───── SOURCE DATA ─────

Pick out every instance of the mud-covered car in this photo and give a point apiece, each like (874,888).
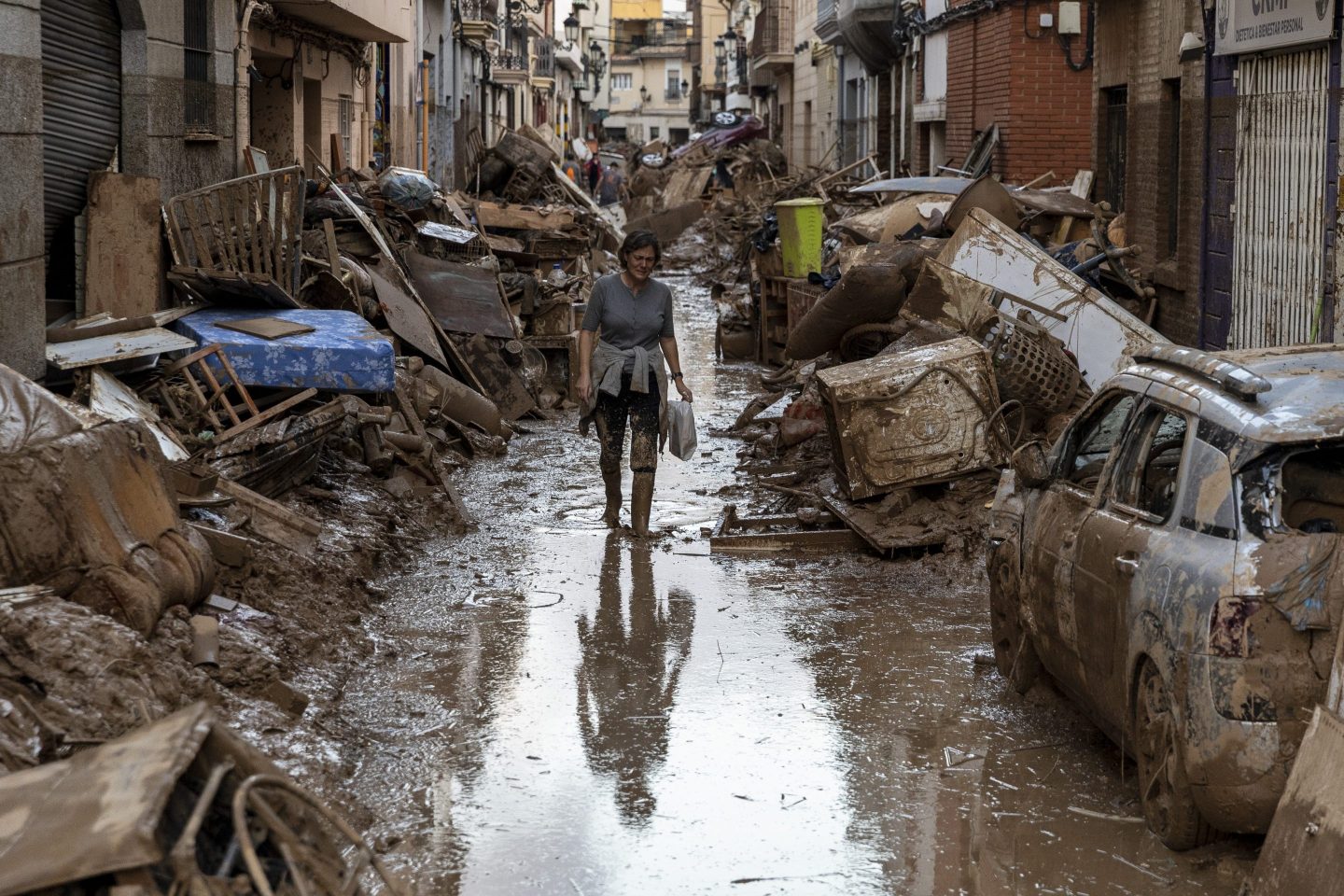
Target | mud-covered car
(1173,565)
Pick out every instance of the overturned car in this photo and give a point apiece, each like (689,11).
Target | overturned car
(1173,565)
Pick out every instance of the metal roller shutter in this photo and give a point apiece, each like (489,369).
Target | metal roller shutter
(81,101)
(1282,117)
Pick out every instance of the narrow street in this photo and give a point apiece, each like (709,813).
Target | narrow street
(553,708)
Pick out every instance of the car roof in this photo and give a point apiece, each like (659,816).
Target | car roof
(1305,400)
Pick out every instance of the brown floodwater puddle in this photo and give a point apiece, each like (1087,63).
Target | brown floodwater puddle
(556,709)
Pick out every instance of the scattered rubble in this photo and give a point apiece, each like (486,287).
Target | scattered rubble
(195,496)
(859,289)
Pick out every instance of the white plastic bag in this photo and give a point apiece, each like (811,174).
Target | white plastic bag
(681,430)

─────

## PROBLEM
Turn every line of the records above into a numbered list, skipping any blank lines and leaving out the pictures.

## WORKED SOLUTION
1. Pick out every instance of the mud-covered car in this photo and give a point apiece, each like (874,888).
2. Target | mud-covered car
3. (1173,565)
4. Pick out every instance of the overturned car in this photo and give a point apiece, each like (689,11).
5. Target | overturned car
6. (1173,565)
7. Pick out every instance of the metal roller shutter in this photo and give a point apiece, each like (489,369).
8. Target | metal roller shutter
9. (81,101)
10. (1282,117)
11. Pick out every instance of the narrow street in this photo and give a point apiece, each like (709,813).
12. Target | narrow street
13. (553,708)
14. Pick out every instance of the car roof in this photo and give a point apiece, each like (659,816).
15. Target | car roof
16. (1305,400)
17. Pick out every instance of the brown floodwater puddle in this photo and give a point apiece, each like (1087,63).
18. Target | brown floodwater puddle
19. (556,709)
20. Pick out every instance of the scattered rubble in this photo and give a point apiece, each like (486,287).
21. Target | scattered rubble
22. (195,496)
23. (859,289)
24. Pick out every instance of the white plastic bag in this photo and give a point apiece, each like (811,174).
25. Target | white plastic bag
26. (681,430)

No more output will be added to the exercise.